● EXTRACT:

This is only one of the several articles pointing out that despite the deep economic crisis the artistic production in Greece has increased. Especially with respect to theatre, everyone seems to take part in it, either as a creator or as member of the audience. The numbers are revealing; there have been more than 800 premieres since the beginning of the season in October. Besides, during 2016 there were 1,490 performances in the 308 officially registered theatres.

© Irina Klyuev

But before we rush into referring to a reinvention of Athens, we ought to consider the conditions on which such a theatrical plethora appears. Because above all rises the issue of survival, as Irene Mountraki, dramaturg and head of international relations at the National Theatre of Greece, accurately commented in her article published a year ago under the title “Can Greece, home of drama, survive a state of emergency?”

It seems like a tragic irony. Yet the theatrical explosion has occurred with zero state support. Grants have been frozen since 2012 and it was not until March when the new Minister of Culture, Lydia Koniordou, one of the most prominent Greek actresses, announced their reinstatement in the forthcoming theatrical season.

● EXTRACTED RECORDS:
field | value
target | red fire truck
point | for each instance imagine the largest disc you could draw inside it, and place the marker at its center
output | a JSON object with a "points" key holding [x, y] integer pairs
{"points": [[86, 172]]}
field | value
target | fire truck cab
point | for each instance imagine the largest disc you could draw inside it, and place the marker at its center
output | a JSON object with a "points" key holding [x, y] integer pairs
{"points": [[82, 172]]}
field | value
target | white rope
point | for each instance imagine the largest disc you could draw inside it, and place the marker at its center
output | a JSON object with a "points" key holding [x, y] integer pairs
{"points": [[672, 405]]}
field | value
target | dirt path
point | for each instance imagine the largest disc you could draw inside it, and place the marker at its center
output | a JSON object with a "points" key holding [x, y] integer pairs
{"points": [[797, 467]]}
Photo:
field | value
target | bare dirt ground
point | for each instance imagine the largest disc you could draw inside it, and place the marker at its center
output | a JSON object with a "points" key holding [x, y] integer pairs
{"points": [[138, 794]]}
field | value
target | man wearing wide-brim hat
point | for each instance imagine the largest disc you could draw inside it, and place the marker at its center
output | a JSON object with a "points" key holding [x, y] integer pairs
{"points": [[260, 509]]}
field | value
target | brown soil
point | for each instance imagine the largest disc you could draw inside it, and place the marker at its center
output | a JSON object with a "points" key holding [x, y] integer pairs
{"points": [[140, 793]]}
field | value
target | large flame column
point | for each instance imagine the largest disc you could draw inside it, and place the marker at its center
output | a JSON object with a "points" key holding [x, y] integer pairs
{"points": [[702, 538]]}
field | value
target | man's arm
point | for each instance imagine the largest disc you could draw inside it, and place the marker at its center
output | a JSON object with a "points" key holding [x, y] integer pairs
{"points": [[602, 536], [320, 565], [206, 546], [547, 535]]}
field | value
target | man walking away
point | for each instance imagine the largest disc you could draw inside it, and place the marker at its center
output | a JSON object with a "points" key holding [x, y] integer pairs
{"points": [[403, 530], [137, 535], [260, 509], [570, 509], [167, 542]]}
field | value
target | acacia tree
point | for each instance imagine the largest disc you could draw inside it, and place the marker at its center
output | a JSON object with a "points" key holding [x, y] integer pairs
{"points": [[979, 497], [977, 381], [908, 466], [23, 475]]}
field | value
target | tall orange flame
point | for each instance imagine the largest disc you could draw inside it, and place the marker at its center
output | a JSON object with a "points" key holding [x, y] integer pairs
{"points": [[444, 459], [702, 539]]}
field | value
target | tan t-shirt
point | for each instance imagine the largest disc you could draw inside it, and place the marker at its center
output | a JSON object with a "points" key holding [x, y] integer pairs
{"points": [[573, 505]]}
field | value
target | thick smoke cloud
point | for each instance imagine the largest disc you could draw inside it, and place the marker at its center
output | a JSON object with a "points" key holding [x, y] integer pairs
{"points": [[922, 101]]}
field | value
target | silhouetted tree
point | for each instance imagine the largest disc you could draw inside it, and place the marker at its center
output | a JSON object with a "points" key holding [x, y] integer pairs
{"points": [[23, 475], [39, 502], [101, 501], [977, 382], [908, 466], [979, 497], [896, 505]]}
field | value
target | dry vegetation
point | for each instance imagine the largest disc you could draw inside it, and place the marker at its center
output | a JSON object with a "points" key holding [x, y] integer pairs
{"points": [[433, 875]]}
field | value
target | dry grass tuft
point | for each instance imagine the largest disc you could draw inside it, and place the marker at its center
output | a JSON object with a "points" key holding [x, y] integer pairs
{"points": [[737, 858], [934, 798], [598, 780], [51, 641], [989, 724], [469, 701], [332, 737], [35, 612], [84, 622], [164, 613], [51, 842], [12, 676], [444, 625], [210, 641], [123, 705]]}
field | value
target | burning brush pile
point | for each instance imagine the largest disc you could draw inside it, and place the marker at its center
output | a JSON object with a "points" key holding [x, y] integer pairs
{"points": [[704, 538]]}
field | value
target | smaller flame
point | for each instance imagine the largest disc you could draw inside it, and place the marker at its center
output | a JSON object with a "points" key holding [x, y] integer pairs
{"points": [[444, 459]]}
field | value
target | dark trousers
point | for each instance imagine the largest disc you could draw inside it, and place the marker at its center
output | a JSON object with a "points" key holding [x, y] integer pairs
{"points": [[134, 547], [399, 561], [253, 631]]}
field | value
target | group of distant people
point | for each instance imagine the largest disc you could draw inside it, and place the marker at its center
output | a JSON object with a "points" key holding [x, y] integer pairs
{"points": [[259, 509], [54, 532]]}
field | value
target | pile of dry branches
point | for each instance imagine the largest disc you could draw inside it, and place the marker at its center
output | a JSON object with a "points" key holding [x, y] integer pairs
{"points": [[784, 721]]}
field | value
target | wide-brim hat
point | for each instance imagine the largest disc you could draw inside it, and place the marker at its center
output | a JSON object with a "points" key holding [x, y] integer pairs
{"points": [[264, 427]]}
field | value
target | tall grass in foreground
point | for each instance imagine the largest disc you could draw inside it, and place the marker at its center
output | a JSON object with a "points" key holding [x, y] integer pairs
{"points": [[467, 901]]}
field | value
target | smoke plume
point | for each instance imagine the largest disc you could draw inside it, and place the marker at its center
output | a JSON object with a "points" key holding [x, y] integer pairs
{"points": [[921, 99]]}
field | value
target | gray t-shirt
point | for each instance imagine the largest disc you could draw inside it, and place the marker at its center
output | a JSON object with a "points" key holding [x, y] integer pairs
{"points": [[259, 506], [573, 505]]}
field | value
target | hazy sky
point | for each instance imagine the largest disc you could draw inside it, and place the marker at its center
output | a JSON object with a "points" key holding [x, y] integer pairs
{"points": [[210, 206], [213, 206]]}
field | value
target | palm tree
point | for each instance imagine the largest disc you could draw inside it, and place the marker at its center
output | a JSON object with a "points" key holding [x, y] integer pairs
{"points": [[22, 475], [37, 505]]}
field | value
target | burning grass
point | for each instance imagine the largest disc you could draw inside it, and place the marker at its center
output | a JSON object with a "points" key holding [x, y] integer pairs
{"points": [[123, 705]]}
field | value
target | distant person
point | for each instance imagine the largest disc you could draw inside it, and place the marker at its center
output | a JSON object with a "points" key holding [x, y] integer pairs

● WHAT NEEDS TO BE DONE: Transcribe the passage on Greek theatre word for word, starting with "It seems like" and going on through "forthcoming theatrical season.".

● EXERCISE RESPONSE:
It seems like a tragic irony. Yet the theatrical explosion has occurred with zero state support. Grants have been frozen since 2012 and it was not until March when the new Minister of Culture, Lydia Koniordou, one of the most prominent Greek actresses, announced their reinstatement in the forthcoming theatrical season.